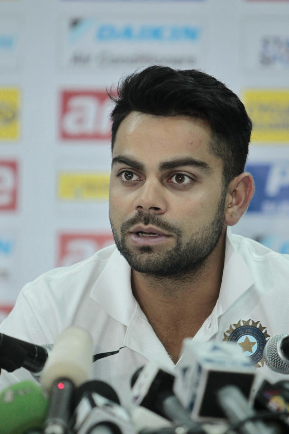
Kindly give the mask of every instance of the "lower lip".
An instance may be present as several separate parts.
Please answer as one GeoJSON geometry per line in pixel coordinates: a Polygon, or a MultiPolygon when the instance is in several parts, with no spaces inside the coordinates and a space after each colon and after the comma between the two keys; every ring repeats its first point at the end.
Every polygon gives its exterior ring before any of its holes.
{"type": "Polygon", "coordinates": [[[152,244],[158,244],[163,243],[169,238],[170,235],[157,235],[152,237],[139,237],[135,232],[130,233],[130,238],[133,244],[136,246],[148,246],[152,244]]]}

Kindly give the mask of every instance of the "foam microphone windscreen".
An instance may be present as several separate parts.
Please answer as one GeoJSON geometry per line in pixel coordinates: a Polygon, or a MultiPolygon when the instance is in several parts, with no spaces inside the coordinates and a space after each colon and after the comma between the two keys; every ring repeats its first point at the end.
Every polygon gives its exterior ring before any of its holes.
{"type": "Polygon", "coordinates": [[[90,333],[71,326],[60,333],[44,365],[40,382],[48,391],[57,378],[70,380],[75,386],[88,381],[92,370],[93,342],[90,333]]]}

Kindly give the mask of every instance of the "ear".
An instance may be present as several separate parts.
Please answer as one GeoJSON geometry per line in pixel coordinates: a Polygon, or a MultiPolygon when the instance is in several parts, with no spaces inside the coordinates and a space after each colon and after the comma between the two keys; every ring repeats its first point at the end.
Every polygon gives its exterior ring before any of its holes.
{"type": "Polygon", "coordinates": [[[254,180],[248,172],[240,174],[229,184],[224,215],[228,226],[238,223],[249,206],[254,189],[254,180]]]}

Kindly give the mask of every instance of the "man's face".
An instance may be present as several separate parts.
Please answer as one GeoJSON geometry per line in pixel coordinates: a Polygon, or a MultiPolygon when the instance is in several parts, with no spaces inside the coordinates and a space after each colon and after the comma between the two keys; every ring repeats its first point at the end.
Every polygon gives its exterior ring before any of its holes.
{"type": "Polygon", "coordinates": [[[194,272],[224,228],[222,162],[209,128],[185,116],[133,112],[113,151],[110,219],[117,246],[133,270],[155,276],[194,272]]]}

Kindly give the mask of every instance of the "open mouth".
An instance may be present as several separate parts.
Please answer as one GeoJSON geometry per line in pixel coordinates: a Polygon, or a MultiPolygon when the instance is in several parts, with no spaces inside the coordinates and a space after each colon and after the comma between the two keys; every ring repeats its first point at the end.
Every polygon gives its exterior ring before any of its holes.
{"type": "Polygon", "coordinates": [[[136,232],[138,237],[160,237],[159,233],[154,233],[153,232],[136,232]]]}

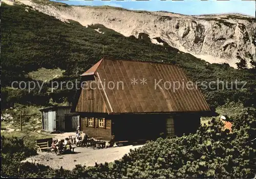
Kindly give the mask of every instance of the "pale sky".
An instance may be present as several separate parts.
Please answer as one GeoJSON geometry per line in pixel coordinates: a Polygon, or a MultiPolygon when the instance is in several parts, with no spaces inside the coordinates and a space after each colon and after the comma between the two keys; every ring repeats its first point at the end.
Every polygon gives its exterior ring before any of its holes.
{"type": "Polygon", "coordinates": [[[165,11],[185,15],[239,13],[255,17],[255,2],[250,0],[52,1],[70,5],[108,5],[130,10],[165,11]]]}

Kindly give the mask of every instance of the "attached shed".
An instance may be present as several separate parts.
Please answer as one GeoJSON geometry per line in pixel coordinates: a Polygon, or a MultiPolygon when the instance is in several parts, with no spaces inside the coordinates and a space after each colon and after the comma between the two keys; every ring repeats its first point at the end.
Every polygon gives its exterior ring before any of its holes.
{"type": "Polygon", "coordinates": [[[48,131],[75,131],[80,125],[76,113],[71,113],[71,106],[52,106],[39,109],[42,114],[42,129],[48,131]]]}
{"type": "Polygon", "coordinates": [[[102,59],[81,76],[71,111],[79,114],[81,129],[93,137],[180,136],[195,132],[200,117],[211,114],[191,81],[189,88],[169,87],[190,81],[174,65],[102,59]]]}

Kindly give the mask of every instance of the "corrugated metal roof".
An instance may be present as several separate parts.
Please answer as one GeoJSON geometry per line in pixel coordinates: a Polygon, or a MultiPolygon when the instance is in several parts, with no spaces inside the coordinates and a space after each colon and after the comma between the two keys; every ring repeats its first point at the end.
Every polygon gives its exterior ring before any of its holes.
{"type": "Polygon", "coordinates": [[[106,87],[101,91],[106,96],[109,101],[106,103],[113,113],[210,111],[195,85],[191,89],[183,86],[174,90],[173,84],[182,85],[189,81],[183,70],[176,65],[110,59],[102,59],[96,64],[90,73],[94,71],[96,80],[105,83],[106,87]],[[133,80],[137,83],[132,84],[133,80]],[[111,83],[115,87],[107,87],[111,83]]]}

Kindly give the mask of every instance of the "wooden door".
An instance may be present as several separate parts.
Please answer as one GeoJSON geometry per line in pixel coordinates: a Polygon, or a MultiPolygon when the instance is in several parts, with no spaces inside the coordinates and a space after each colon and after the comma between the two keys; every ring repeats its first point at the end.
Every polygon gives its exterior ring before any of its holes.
* * *
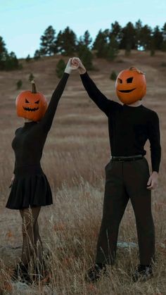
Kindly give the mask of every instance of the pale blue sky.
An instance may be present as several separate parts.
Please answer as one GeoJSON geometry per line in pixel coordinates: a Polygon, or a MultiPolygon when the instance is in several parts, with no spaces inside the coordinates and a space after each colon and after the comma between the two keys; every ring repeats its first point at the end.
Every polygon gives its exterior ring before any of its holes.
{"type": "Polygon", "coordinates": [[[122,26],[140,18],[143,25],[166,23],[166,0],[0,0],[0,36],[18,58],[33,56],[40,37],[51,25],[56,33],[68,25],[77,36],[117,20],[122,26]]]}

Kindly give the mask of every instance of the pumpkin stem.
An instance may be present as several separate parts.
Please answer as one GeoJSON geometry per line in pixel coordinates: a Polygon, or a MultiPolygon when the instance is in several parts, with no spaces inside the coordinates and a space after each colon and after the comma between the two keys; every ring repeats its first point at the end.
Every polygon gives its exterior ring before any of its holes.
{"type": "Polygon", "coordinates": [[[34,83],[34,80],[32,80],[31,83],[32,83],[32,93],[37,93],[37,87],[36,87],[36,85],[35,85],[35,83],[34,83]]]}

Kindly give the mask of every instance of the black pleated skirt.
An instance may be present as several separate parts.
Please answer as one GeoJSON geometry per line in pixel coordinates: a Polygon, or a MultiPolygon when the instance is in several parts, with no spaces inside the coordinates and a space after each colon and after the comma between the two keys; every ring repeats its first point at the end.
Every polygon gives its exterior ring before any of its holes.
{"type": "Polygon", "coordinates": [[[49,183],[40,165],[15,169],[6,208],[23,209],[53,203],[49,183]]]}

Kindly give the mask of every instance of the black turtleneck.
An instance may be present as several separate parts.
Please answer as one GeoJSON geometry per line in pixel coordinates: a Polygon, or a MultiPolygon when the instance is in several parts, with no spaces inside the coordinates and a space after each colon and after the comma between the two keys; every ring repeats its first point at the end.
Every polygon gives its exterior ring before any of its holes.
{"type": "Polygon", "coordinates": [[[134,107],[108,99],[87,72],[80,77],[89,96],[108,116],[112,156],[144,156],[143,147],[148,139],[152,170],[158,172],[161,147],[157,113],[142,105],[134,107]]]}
* * *
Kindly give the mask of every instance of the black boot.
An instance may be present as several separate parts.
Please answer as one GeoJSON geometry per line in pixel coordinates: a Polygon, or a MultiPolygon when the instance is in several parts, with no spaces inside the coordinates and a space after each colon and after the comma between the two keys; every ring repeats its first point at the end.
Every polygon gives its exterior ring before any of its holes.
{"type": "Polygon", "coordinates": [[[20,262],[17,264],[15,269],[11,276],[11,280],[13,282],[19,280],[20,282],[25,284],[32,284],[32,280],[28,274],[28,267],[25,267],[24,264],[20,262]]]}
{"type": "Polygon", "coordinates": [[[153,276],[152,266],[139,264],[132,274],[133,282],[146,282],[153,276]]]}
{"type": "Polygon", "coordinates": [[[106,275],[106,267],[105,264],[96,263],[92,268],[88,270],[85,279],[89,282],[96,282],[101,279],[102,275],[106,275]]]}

▸ DIRECTIONS
Pick out every line of the items above that contains the string "pale", and copy each such line in full.

▸ EXERCISE ANSWER
Kindly give the mask of every instance of the "pale sky".
Kindly give the mask of every instance of the pale blue sky.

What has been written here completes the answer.